I ricercatori dell’Università Statale di Milano, del Policlinico San Matteo di Pavia e dell’Ospedale Niguarda di Milano, hanno indagato la variabilità del virus SARS-CoV-2 attraverso una mappatura regionale

laboratorio

Nell’attività di sorveglianza del coronavirus l’attenzione ora è concentrata soprattutto sulle varianti che in molto paesi hanno dimostrato di poter portare ad una maggiore contagiosità facendo registrare l’esplosione di nuovi casi, come è successo in Inghilterra.

La capacità del virus di mutare è però un elemento che viene monitorato fin dall’inizio della pandemia, seppur con intensità diversa a seconda dei paesi europei. Uno studio italiano appena pubblicato ha rappresentato ora i risultati di una ricerca che ha coinvolto il territorio lombardo nella prima fase dell’emergenza pandemica.

I ricercatori dell’Università Statale di Milano, insieme con i colleghi del Policlinico San Matteo di Pavia e dell’Ospedale Niguarda di Milano, hanno indagato la variabilità del virus SARS-CoV-2 attraverso una mappatura del virus circolante in Lombardia già dai primi mesi dell’epidemia.

La ricerca, sostenuta da Fondazione Cariplo e appena pubblicata su Nature Communications, ha permesso il sequenziamento completo di 346 genomi collezionati in tutto il territorio lombardo tra febbraio e aprile 2020, quindi nella prima fase dell’emergenza pandemica. I ricercatori hanno evidenziato la presenza massiccia di ben 7 varianti virali, alcune di queste selezionatesi probabilmente all’interno della stessa regione ed altre introdotte da territori dislocati geograficamente in un intervallo temporale ridotto (LEGGI LO STUDIO COMPLETO).

Tre varianti su 7 hanno subito una amplificazione tale da consentire la presenza di importanti cluster locali di trasmissione la cui origine risalirebbe ai primi giorni di febbraio. Ciò indica che SARS-CoV-2 circolasse in modo silente in tutto il territorio lombardo già un mese prima del caso diagnosticato in provincia di Lodi.

========

Compiti dell'esercizio -
1 > Secondo il testo sulla mappatura del virus in Lombardia, quanti genomi sono stati sequenziati per intero?
2 > Copia senza modifiche il passo del testo sulla mappatura del virus in Lombardia che comincia con "laboratorio" e finisce con "primi mesi dell’epidemia.".

Record forniti -

========

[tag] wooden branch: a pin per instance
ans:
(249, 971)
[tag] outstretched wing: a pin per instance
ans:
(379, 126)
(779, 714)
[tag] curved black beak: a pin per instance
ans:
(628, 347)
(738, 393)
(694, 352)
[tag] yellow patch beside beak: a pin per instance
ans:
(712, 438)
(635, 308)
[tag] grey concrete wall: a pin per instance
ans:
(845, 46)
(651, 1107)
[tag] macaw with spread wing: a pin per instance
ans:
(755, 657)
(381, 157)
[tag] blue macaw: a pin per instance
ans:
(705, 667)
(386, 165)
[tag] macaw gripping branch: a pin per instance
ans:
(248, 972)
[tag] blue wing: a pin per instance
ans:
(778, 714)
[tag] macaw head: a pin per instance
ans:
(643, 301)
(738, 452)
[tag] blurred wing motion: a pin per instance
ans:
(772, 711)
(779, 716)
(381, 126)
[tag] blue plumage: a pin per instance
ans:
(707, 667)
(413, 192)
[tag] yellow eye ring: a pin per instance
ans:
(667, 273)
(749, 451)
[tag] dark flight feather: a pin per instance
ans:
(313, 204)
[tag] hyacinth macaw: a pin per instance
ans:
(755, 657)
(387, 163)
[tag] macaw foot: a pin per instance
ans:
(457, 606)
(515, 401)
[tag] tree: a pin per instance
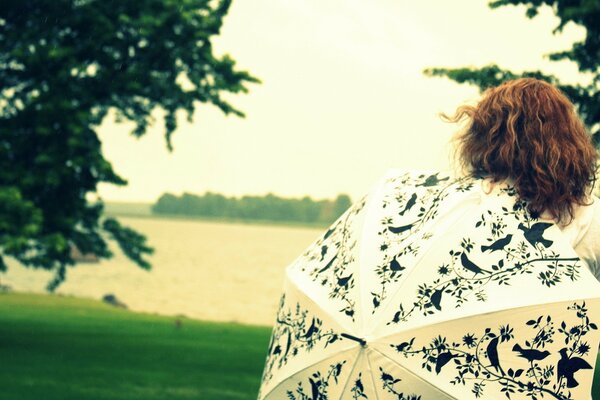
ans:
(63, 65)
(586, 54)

========

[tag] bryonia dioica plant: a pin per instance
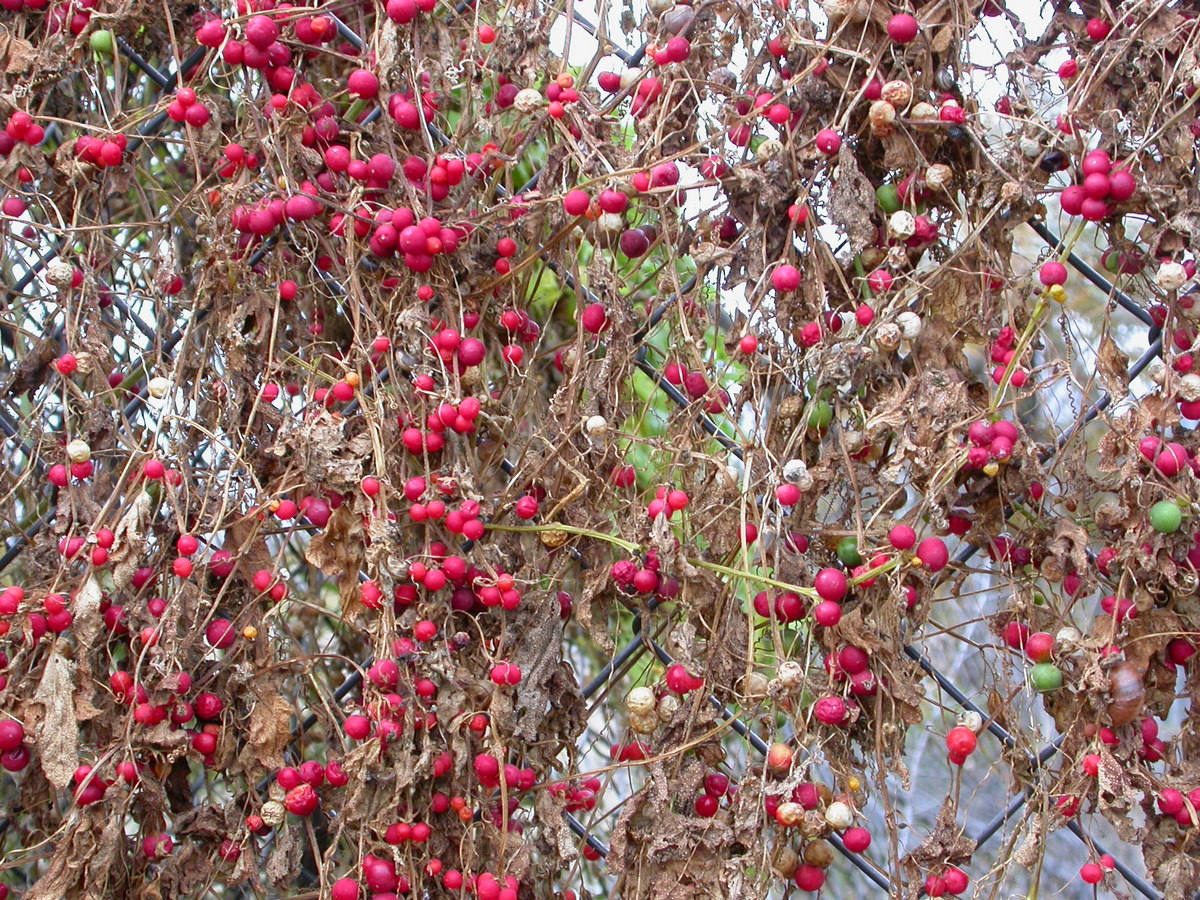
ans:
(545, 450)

========

Risposte ai compiti -
1 > 346 genomi.

2 >
laboratorio

Nell’attività di sorveglianza del coronavirus l’attenzione ora è concentrata soprattutto sulle varianti che in molto paesi hanno dimostrato di poter portare ad una maggiore contagiosità facendo registrare l’esplosione di nuovi casi, come è successo in Inghilterra.

La capacità del virus di mutare è però un elemento che viene monitorato fin dall’inizio della pandemia, seppur con intensità diversa a seconda dei paesi europei. Uno studio italiano appena pubblicato ha rappresentato ora i risultati di una ricerca che ha coinvolto il territorio lombardo nella prima fase dell’emergenza pandemica.

I ricercatori dell’Università Statale di Milano, insieme con i colleghi del Policlinico San Matteo di Pavia e dell’Ospedale Niguarda di Milano, hanno indagato la variabilità del virus SARS-CoV-2 attraverso una mappatura del virus circolante in Lombardia già dai primi mesi dell’epidemia.